(begin)

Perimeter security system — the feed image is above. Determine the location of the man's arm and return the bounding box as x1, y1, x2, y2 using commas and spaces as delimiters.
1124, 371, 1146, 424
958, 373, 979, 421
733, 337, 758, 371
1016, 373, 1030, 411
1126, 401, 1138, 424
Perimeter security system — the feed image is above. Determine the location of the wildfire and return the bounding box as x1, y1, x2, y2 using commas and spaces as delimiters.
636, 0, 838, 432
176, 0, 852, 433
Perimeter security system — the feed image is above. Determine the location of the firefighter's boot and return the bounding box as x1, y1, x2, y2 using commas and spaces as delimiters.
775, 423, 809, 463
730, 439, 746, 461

(end)

Copy the data from the line with "of the firefighter's" up to and including the final line, swapping "boot" for "glove" and keeping everything else the same.

**EXPECTED ANSWER:**
Perimeter security system — the feed image is above. Determine the location of the firefighter's glove and return the bounding box as x1, y1, x2, y2 using commas and spaces as delimiters.
775, 423, 809, 463
730, 439, 746, 461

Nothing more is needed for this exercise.